● **What the task requires**
Reproduce the records below exactly; no pictures.

####

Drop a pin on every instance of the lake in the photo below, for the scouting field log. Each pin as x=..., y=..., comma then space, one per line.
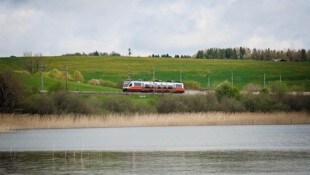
x=255, y=149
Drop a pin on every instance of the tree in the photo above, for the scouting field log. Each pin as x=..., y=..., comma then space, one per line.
x=303, y=55
x=129, y=51
x=32, y=64
x=200, y=54
x=78, y=77
x=11, y=91
x=227, y=90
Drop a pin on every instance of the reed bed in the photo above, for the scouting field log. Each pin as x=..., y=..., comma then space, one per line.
x=12, y=122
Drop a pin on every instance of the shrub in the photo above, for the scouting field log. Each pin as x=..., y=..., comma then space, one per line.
x=107, y=83
x=11, y=91
x=40, y=104
x=225, y=89
x=251, y=87
x=231, y=105
x=171, y=104
x=119, y=104
x=278, y=88
x=57, y=87
x=70, y=103
x=94, y=82
x=77, y=76
x=192, y=85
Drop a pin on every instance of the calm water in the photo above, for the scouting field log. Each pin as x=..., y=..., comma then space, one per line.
x=158, y=150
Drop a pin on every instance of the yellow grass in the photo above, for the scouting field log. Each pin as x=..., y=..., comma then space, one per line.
x=11, y=122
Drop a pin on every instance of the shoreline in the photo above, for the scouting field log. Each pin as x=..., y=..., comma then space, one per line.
x=13, y=122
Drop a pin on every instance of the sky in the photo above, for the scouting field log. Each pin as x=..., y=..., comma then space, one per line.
x=56, y=27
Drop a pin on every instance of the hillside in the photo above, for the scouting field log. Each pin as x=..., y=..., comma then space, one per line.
x=115, y=69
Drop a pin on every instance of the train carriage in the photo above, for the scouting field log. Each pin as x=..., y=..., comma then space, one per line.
x=150, y=86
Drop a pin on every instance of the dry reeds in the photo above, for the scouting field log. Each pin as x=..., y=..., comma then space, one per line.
x=11, y=122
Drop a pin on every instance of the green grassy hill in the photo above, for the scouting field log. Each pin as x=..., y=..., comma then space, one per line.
x=295, y=74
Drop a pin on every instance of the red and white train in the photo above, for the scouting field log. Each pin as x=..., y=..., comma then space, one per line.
x=150, y=86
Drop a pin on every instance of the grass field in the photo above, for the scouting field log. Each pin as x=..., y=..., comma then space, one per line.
x=11, y=122
x=295, y=74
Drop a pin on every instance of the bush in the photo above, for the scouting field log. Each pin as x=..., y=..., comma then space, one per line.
x=40, y=104
x=77, y=76
x=171, y=104
x=231, y=105
x=225, y=89
x=94, y=82
x=278, y=88
x=69, y=103
x=57, y=87
x=12, y=91
x=107, y=83
x=192, y=85
x=119, y=104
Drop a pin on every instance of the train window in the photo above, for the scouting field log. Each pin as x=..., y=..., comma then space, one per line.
x=138, y=84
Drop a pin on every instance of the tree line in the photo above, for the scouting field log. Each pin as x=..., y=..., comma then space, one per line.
x=95, y=53
x=16, y=97
x=169, y=56
x=254, y=54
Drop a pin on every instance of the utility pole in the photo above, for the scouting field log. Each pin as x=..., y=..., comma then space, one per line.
x=42, y=78
x=209, y=85
x=180, y=76
x=232, y=79
x=129, y=73
x=264, y=80
x=153, y=80
x=66, y=78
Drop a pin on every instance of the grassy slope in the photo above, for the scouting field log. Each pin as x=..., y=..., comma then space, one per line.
x=116, y=69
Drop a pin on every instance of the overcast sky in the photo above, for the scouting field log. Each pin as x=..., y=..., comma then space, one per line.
x=55, y=27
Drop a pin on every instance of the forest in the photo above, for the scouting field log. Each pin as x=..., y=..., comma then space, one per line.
x=254, y=54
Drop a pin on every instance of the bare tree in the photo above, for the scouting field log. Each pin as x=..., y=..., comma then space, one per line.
x=11, y=91
x=32, y=64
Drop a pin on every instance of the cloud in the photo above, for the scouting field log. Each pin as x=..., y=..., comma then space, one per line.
x=257, y=41
x=153, y=26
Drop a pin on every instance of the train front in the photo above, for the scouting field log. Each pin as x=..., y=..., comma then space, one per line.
x=126, y=85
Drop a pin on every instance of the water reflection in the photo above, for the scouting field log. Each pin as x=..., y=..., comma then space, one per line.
x=96, y=162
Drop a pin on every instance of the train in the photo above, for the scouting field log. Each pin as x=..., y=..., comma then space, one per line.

####

● **Exercise answer**
Drop a pin on every instance of the lake in the photo below, for the scouting field log. Each pin as x=..., y=..., comma then space, one per line.
x=255, y=149
Drop a pin on every instance of the tree in the photo above, for the scouting field log. Each pin as x=..., y=..., comma then space, one per line.
x=303, y=55
x=129, y=51
x=32, y=64
x=200, y=54
x=78, y=77
x=11, y=91
x=227, y=90
Drop a pin on every instance of the reed bed in the photo above, for the scouting field log. Each pin as x=..., y=..., comma then space, one per line.
x=12, y=122
Drop a pin on every instance of the shrub in the photo above, for the scouting field log. Each pin as x=..., y=..., comma then space, one per line.
x=107, y=83
x=11, y=91
x=40, y=104
x=225, y=89
x=251, y=87
x=231, y=105
x=171, y=104
x=119, y=104
x=278, y=88
x=57, y=87
x=70, y=103
x=94, y=82
x=77, y=76
x=192, y=85
Drop a pin on every instance of the calm water in the photo above, for the scouting field log. Each pin as x=..., y=..., comma then space, one per line.
x=158, y=150
Drop a pin on every instance of the yellow grass in the photo above, for the scouting field log. Each pin as x=..., y=..., comma then space, one per line.
x=11, y=122
Drop a pin on every instance of the shoreline in the photo above, for the scouting field log. Each pin as x=..., y=..., comma then space, one per line.
x=13, y=122
Drop a pin on every instance of the sky in the photo above, for the scouting field log. Each pin as x=..., y=..., comma then space, one per line.
x=56, y=27
Drop a pin on every instance of the hillside in the photo above, for the scouting field log. Each pin as x=..., y=..., comma then space, one per line.
x=115, y=69
Drop a pin on every instance of the train carriage in the photo above, for the scouting field log. Each pin as x=..., y=..., comma then space, one per line.
x=150, y=86
Drop a pin on every instance of the dry reeds in the photo above, for the scouting field log. Each pin as x=..., y=..., comma then space, one per line.
x=11, y=122
Drop a pin on every instance of the green grassy hill in the photo above, for the scouting field log. Each pin as x=..., y=..., comma then space, one per line.
x=295, y=74
Drop a pin on every instance of the red and white train in the photo above, for the scouting field log. Each pin as x=..., y=..., comma then space, one per line.
x=150, y=86
Drop a pin on every instance of the grass field in the photo above, for the scouting field log. Each pin as x=..., y=..., comma then space, one per line.
x=11, y=122
x=295, y=74
Drop a pin on every instance of the bush in the photo above, for the scouting field log. Each pin as x=..., y=..., comma then space, one per line.
x=40, y=104
x=77, y=76
x=171, y=104
x=231, y=105
x=225, y=89
x=94, y=82
x=278, y=88
x=69, y=103
x=57, y=87
x=12, y=91
x=107, y=83
x=192, y=85
x=119, y=104
Drop a pin on every instance of the train window in the photo above, for the scouting field log. Each pin as x=..., y=..., comma then space, one per line.
x=138, y=84
Drop a pin on every instance of the tree line in the photo above, for the scouting field log. Each pin as x=..., y=..., comma then space, one per line.
x=95, y=53
x=16, y=97
x=169, y=56
x=254, y=54
Drop a pin on every instance of the utility pole in the photo above, for the scouting field log. Each pin as x=..., y=..., comma then space, one per line.
x=42, y=78
x=209, y=85
x=180, y=76
x=232, y=79
x=129, y=73
x=264, y=80
x=153, y=80
x=66, y=78
Drop a pin on every instance of the grassy slope in the photo above, for the scouting field log. Each pin as x=..., y=..., comma then space, one per line.
x=116, y=69
Drop a pin on every instance of the overcast sky in the photo above, for the scouting field log. Each pin as x=..., y=..., comma then space, one per line.
x=55, y=27
Drop a pin on every instance of the forest in the photo above, for the scouting field log. Each pin as x=..., y=..., comma then space, one per line.
x=254, y=54
Drop a pin on every instance of the bare tree in the photo above, for the scouting field log. Each pin as x=..., y=..., comma then space, one per line.
x=11, y=91
x=32, y=64
Drop a pin on every instance of the cloud in the photo above, for the scouting field log. Each pin as x=..., y=..., comma then space, one per line.
x=257, y=41
x=153, y=26
Drop a pin on every instance of the train front in the photo above, for the scouting field log. Each pin as x=..., y=..., comma then space, one per line.
x=126, y=85
Drop a pin on every instance of the water reflection in the photo above, for the scouting field log. Each pin as x=..., y=..., comma then space, one per line.
x=96, y=162
Drop a pin on every instance of the train in the photo above, for the scouting field log. Each pin as x=..., y=..., comma then space, one per line.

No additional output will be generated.